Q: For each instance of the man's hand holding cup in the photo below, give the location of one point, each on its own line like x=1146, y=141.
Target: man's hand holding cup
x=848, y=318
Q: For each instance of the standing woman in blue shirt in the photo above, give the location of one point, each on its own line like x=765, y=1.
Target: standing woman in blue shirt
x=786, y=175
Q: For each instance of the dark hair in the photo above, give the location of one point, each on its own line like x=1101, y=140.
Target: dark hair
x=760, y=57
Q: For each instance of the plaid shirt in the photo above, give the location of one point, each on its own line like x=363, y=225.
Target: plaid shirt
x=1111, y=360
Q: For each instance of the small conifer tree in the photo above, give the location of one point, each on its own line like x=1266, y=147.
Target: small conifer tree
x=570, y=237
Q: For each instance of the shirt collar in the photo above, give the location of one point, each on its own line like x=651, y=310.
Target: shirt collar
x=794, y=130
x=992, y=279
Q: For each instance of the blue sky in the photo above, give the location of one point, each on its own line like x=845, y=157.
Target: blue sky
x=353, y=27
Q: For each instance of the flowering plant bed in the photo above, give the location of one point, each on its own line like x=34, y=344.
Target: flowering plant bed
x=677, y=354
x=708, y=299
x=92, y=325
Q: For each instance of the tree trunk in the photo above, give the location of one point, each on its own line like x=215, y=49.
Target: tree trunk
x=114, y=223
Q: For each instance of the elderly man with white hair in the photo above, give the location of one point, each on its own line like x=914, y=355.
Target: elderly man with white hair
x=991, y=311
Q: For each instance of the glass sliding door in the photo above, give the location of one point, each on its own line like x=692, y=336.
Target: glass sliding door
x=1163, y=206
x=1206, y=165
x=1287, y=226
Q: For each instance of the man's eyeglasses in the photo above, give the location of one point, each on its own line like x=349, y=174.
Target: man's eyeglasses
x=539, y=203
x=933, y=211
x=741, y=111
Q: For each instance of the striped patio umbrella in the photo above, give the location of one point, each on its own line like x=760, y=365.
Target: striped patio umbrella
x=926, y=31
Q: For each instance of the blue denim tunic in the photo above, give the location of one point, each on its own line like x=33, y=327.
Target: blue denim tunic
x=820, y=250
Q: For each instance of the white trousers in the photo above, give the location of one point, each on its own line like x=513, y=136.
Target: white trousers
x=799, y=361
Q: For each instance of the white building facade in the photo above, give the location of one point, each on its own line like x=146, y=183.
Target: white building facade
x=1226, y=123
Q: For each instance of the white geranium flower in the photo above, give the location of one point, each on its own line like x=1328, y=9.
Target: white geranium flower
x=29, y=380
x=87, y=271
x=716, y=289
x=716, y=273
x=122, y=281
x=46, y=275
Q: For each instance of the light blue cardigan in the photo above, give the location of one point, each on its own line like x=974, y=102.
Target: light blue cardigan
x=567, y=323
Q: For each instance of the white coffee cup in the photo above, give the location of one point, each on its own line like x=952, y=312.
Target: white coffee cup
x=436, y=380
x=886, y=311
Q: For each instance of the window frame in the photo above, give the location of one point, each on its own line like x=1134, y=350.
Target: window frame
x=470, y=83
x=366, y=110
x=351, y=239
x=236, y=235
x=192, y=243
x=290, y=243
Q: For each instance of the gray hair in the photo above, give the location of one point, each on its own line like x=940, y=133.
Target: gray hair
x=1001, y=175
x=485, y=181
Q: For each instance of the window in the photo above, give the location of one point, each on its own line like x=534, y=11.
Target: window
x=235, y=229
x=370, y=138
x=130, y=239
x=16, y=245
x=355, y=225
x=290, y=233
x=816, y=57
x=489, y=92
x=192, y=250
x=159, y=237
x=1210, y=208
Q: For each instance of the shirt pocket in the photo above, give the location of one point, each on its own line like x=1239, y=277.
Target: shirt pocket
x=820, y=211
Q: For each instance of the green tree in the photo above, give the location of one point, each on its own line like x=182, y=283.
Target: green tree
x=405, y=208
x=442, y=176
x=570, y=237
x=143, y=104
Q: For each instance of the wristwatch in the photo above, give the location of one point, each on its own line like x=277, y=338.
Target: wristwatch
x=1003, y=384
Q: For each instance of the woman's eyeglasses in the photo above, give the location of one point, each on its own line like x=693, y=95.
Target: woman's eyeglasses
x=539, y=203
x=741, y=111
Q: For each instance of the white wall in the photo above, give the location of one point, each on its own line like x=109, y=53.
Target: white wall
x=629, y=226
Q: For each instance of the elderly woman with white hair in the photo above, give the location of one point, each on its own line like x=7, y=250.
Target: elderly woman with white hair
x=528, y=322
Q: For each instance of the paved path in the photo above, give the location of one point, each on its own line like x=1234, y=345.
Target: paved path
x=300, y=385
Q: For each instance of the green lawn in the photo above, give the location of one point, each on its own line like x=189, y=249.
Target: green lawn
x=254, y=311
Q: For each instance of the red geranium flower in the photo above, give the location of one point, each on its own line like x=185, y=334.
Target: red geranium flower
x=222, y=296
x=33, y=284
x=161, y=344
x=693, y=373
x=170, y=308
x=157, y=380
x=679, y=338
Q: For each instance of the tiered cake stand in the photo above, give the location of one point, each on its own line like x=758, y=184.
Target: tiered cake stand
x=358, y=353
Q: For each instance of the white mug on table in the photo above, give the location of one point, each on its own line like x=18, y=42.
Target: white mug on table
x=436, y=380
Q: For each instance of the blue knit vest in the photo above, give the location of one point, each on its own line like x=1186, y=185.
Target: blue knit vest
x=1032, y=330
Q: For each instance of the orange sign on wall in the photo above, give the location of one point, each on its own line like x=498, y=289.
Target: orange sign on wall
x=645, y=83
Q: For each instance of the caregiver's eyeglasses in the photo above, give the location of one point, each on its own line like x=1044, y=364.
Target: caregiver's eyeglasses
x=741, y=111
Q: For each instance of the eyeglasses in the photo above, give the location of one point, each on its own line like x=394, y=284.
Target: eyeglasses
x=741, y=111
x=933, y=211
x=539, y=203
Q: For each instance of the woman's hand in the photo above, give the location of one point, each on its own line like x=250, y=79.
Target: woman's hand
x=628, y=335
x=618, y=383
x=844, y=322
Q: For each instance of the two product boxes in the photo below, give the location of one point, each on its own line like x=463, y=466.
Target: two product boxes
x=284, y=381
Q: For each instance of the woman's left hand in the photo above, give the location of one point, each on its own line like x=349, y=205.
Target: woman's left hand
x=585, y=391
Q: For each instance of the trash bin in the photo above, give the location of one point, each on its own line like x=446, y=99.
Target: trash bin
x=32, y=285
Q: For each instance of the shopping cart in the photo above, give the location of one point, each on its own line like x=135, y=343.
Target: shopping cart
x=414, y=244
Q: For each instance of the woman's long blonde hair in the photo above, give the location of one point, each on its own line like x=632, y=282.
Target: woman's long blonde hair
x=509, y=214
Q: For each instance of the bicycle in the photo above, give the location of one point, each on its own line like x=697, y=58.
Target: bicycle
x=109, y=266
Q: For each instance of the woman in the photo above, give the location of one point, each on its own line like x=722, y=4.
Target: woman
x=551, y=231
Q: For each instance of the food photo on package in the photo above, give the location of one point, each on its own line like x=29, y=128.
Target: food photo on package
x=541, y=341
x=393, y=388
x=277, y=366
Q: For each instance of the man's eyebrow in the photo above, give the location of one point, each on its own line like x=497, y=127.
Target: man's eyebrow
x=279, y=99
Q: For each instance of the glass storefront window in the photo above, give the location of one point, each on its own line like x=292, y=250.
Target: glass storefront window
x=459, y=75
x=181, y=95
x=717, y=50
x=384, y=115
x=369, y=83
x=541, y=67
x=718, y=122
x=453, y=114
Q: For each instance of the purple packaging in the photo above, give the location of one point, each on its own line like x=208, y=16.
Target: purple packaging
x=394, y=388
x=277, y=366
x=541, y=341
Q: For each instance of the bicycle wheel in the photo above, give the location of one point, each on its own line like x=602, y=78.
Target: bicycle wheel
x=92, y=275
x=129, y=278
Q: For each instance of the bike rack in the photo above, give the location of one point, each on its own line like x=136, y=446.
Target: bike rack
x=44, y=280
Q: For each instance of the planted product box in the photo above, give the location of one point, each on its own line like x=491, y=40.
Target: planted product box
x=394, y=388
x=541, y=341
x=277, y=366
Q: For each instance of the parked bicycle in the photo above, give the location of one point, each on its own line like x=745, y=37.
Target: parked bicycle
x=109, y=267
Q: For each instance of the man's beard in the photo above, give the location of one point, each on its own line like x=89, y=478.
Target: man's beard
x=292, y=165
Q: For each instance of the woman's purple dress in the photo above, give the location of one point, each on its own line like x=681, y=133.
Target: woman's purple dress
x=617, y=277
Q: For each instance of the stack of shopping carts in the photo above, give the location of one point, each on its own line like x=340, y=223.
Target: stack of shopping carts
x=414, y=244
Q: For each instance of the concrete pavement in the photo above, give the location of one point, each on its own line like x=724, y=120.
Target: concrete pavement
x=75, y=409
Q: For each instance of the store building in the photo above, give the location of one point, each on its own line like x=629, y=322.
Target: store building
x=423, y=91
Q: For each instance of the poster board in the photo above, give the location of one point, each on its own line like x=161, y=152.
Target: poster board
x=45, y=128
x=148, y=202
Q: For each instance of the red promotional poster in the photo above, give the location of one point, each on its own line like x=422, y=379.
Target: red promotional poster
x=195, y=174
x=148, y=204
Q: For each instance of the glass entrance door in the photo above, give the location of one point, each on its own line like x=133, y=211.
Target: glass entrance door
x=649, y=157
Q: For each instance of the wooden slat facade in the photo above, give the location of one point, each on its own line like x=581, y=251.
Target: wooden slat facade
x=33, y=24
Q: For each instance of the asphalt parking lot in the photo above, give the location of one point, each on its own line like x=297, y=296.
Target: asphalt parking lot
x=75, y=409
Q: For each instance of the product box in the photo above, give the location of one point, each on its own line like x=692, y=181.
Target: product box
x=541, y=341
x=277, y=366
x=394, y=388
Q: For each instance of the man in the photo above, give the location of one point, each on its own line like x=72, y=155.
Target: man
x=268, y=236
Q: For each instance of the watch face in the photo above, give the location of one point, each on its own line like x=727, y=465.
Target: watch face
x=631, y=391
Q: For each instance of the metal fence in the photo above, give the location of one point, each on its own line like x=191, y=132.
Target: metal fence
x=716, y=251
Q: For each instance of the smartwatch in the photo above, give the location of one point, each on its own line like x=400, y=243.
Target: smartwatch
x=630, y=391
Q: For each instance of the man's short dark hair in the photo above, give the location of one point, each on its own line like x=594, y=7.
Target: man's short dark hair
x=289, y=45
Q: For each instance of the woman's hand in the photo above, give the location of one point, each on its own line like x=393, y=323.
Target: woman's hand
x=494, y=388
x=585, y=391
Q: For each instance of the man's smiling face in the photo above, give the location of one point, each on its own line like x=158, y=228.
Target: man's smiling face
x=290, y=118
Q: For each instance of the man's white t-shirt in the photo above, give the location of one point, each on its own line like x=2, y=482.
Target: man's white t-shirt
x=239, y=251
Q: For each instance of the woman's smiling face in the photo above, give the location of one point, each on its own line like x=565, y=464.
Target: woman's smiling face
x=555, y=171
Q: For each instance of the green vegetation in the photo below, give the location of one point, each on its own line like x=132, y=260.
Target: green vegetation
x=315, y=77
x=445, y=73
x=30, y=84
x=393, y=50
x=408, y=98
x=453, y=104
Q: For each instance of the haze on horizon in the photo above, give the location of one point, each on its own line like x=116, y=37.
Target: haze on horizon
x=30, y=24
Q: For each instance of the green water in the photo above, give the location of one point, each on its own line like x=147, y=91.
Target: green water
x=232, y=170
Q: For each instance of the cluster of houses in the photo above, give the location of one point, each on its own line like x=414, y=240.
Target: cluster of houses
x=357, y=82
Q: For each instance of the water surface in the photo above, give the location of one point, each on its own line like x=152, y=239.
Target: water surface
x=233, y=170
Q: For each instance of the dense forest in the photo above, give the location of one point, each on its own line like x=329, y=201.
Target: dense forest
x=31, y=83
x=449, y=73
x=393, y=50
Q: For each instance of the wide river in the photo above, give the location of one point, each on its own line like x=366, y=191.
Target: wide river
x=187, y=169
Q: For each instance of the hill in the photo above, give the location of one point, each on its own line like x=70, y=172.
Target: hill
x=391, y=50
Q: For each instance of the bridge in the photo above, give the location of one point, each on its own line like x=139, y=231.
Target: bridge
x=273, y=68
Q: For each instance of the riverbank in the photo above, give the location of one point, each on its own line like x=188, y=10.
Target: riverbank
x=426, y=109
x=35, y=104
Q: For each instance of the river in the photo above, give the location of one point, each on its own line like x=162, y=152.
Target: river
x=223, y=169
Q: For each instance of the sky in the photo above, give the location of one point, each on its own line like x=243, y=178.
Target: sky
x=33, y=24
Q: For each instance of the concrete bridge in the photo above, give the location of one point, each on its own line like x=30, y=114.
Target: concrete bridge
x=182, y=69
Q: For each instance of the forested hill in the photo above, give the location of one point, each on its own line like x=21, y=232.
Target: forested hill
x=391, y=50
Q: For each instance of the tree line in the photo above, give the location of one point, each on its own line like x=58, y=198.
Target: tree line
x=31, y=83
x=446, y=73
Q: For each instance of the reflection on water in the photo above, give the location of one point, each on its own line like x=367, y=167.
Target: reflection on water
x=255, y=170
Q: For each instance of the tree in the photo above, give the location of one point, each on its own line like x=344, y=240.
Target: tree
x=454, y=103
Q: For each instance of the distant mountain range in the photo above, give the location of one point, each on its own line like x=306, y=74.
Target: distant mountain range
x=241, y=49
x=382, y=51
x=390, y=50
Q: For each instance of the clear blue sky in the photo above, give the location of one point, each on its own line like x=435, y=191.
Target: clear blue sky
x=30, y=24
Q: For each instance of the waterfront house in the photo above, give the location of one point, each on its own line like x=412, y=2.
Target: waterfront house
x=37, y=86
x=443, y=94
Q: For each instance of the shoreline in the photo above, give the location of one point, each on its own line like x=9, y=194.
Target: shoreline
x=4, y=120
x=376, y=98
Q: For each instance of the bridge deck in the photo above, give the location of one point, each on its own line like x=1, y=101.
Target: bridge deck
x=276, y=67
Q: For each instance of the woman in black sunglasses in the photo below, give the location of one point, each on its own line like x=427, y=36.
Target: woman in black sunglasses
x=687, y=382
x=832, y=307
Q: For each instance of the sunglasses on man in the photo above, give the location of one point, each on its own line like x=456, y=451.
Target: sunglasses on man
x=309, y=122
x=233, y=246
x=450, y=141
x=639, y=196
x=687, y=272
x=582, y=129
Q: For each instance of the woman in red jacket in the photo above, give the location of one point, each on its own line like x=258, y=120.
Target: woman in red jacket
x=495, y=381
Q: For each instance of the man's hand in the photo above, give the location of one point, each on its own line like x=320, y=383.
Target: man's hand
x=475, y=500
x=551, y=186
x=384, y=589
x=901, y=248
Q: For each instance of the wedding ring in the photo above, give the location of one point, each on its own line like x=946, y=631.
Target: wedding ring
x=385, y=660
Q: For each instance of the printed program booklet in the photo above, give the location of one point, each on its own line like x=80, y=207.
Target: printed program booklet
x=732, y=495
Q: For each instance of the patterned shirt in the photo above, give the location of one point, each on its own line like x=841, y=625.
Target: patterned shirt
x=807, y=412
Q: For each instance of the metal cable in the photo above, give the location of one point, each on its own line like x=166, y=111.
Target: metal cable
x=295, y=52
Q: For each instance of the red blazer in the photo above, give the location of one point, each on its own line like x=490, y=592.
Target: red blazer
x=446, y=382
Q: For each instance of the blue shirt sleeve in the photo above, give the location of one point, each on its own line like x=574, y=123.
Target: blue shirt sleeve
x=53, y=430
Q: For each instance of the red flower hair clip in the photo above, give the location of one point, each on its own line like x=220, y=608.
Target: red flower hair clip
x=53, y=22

Set exercise —
Rename "poster board" to "bulletin board" in the listing lines that begin at the line containing "Q: For each instance of the concrete pavement" and stop after the line containing "x=649, y=157", leaving everything else unchanged. Give back only those lines.

Right answer —
Q: For each instance of the concrete pavement in the photo above, give the location of one point, each on its own line like x=724, y=120.
Target: concrete pavement
x=75, y=409
Q: For each instance of the store building in the photo above, give the location of one point, each on its own line like x=629, y=322.
Target: store building
x=423, y=91
Q: For each instance of the bulletin board in the photo above, give the location of one point, each on its own line like x=161, y=152.
Target: bulletin board
x=45, y=128
x=148, y=202
Q: For each instance of the red promotional poster in the photo above, give the location of one point, each on its own line like x=422, y=379.
Target: red promotional poster
x=195, y=174
x=148, y=204
Q: For each instance of the glass entrance door in the photo above, give the location of one point, each on its own line like x=133, y=211.
Target: glass entrance door
x=649, y=157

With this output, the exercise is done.